■ **所给文本**
为解决上述问题,本发明得到了一种二硫化钒与黑磷复合电极材料,该材料具有高比表面积、高活性位点、高比容量的特点,纳米片层之间的孔隙可以缓冲活性材料在充放电过程中的体积变化,并能提高与电解液的接触面积,减小了离子传输路径,有利于电子/离子的快速转移,从而提高了电极材料的循环稳定性和倍率性能。此外,黑磷具有较高的比容量,稳定的热力学形式,较低的化学反应性,使其与二硫化钒纳米薄片复合,可以充分发挥两者的优势,同时,两者都具有良好的导电性,进一步提高了电极材料的电化学性能,并能保证其安全性。
为达到上述目的,本发明通过以下技术方案实现,一种二硫化钒与黑磷复合电极材料的制备方法,首先对黑磷进行剥离;其次对二硫化钒进行剥离;最后将二硫化钒与黑磷进行复合得到二硫化钒与黑磷复合电极材料。
进一步的,对黑磷进行剥离的具体步骤为:将20mg黑磷加入到40ml的N-甲基吡咯烷酮(NMP)中,在冰浴中进行超声,然后1500r/min离心三次,分别取上清液,将得到的上清液合并并进行第四次10000r/min离心取沉淀。其中,超声是将团聚的纳米片层分离开、三次离心为取得已剥离出的黑磷纳米片,第四次高速离心时是将剥离出的黑磷纳米片进行收集。
进一步的,对二硫化钒进行剥离的具体步骤为:将钒酸盐(优选为3mmol Na3VO4·12H2O)和15mmol硫代乙酰胺(TAA)溶于40ml去离子水中,搅拌1小时形成均匀的溶液,然后转移到50ml聚四氟乙烯内衬的高压釜中,在160℃下保持24小时,之后冷却至室温;离心收集黑色沉淀VS2·NH3,用去离子水洗涤数次备用。其中,搅拌溶解将前驱体溶液混合均匀、高温反应发生化学反应生成VS2·NH3、离心是将得到的产物清洗除去杂质,得到纯净的VS2·NH3粉末,其结构演变为二维片层网络状结构。

■ **任务要求**
请接续上方关于二硫化钒与黑磷复合电极材料制备方法的文本,从其最后一句之后继续撰写。

■ **数据集**
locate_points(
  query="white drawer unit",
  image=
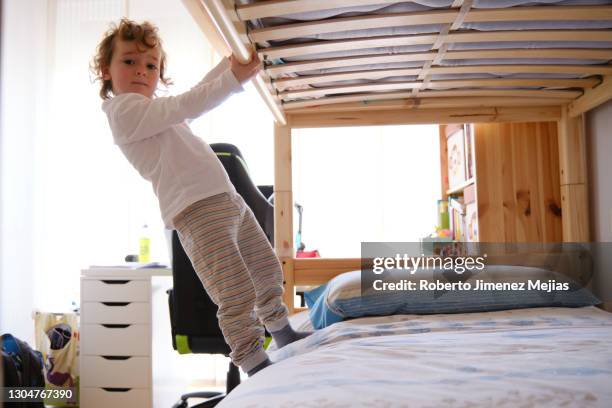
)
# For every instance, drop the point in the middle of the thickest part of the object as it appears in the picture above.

■ **练习答案**
进一步的,20mgVS2·NH3用30ml水分散于锥形瓶中,然后用氩气鼓泡将溶解氧从溶液中排出,避免V(IV)氧化为V(V);将上述弥散液在冰浴中超声处理3小时,合成的黑色悬浮液使用中速定性滤纸器进行过滤,去除溶液中未剥落的薄片,得到VS2纳米片的半透明溶液。
进一步的,复合的具体步骤为:将剥离的黑磷和二硫化钒按1:1得比例加入到20mlNMP中,然后转移到25ml聚四氟乙烯内衬的高压釜中,在160℃下保持5小时,之后冷却至室温。然后重复离心三次(每次离心(10000r/min)6分钟),将得到VS2与黑磷的复合材料。其中,溶解为使两种片层材料混合均匀、高温反应将两种片层材料实现分子间复合,使其形成异质结,复合材料结构更稳定、离心时将分离好的二维片层复合材料与未分离的二维片层材料进行区分,收集已分离的黑磷和二硫化钒复合物质。
一种上述方法制备的二硫化钒与黑磷复合电极材料,其具有二维片层结构,片层与片层之间紧密搭接,形成通畅的离子扩散通道,并具有较短的电子传输路径。
本发明的有益效果为:
(1)本发明采用一种独特的氨辅助策略,将大块VS2薄片剥落成超薄的VS2纳米薄片,并将其与黑磷复合,得到二硫化钒与黑磷复合材料。
(2)本发明的复合材料充分发挥了VS2纳米薄片高比表面积、高活性位点、高比容量的特点,纳米片层之间的孔隙可以缓冲活性材料在充放电过程中的体积变化,并能提高与电解液的接触面积,减小离子传输路径,有利于电子/离子的快速转移,从而提高了电极材料的循环稳定性和倍率性能。此外,黑磷具有较高的比容量,稳定的热力学形式,较低的化学反应性,使其与二硫化钒纳米薄片复合,可以充分发挥两者的优势,同时,两者都具有良好的导电性,进一步提高了电极材料的电化学性能,并能保证其安全性。
附图说明
图1是本发明的合成物质透射电镜图片;
图2是本发明的合成物质元素分布图片。
具体实施方式:
为使本发明实施例的目的、技术方案和优点更加清楚,下面对本发明实施例中的技术方案进行清楚、完整地描述,显然,所描述的实施例是本发明一部分实施例,而不是全部的实施例。基于本发明中的实施例,本领域普通技术人员在没有做出创造性劳动前提下所获得的所有其他实施例,都属于本发明保护的范围。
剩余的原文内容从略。